» **TASK GOAL**: Copy the records from the start through the line containing "[465,31,523,278]", swapping "item_to_find" for "object_label" and leaving everything else unchanged.

[Region annotation entries]
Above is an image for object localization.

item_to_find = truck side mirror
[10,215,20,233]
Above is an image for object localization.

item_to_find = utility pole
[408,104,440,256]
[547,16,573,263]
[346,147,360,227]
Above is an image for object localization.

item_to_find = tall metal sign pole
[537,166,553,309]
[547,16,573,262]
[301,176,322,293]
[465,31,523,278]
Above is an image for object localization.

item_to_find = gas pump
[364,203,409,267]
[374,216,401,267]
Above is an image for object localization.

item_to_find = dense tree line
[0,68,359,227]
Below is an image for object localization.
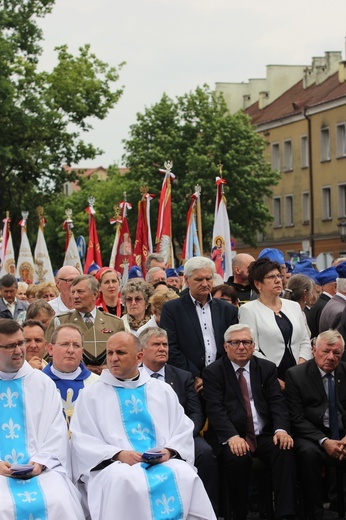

» **SOLUTION TO THIS TASK**:
Above is an image for object localization.

object_label = truck side mirror
[10,215,20,233]
Above is an image for object localization.

object_label = utility pole
[408,104,440,256]
[547,16,573,263]
[346,147,360,227]
Above is an image for object localization.

object_label = tall metal sign pole
[537,166,553,309]
[547,16,573,262]
[301,176,322,293]
[465,31,523,278]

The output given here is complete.